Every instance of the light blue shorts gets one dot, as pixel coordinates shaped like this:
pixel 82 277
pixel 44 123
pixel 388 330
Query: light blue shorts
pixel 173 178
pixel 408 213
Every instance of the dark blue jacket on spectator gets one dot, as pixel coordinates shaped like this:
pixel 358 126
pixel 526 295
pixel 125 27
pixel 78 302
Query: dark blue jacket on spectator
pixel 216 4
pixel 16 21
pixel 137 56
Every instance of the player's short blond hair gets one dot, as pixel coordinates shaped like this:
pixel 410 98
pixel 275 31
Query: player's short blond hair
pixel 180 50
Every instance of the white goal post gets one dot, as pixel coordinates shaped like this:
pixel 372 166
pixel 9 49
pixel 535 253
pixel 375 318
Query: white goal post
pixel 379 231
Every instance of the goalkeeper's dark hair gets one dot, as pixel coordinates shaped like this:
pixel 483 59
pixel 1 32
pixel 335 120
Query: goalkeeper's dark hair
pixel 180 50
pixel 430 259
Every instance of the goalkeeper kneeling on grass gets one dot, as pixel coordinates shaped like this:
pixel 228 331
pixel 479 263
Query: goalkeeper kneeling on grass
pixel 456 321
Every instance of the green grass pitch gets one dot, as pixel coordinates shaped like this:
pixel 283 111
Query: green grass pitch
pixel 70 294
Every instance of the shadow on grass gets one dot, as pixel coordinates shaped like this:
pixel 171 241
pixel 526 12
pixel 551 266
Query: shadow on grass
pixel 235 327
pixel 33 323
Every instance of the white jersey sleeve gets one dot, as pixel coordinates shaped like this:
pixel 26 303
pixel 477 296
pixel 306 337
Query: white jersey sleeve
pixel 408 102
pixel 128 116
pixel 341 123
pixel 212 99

------------------------------------------------

THE TASK:
Using the data above, print every record exactly as shown.

SOLUTION TO THIS EXERCISE:
Every instance of the light blue shorts gets one dot, as pixel coordinates shaped like this:
pixel 82 277
pixel 44 123
pixel 388 330
Query: light blue shorts
pixel 173 178
pixel 408 213
Every instance of the dark blue jacket on spectator gets one dot, as pixel coordinates shaped like this:
pixel 358 126
pixel 526 295
pixel 125 27
pixel 78 302
Query: dark blue jacket on spectator
pixel 216 4
pixel 16 21
pixel 137 56
Every instance of the player's short blond hair gets one dot, as pixel coordinates shaped like this:
pixel 410 98
pixel 275 31
Query: player's short blond hair
pixel 180 50
Every instance of the white goal post gets one dot, as pixel coordinates shaped like this:
pixel 372 166
pixel 9 49
pixel 535 253
pixel 375 318
Query: white goal post
pixel 379 231
Every instance of the goalkeeper's dark hair gets one dot, as pixel coordinates shaped like this:
pixel 483 59
pixel 1 32
pixel 335 120
Query: goalkeeper's dark hair
pixel 180 50
pixel 430 259
Every instance of the goalkeeper kneeling on grass gets one dot, as pixel coordinates shaped like this:
pixel 228 331
pixel 479 263
Query: goalkeeper kneeling on grass
pixel 456 321
Every instance of the green grass pitch gets one dot, as pixel coordinates shaped like this:
pixel 283 111
Query: green grass pitch
pixel 70 294
Every instance of the shadow on grass gets one dot, as pixel coordinates shaped like this:
pixel 171 241
pixel 526 12
pixel 551 266
Query: shadow on grass
pixel 235 327
pixel 33 323
Every instance of the white jersey sleeve gets one dot, as pixel coordinates shaped like this:
pixel 26 303
pixel 477 296
pixel 306 337
Query: white jersey sleeve
pixel 408 102
pixel 128 116
pixel 341 123
pixel 212 99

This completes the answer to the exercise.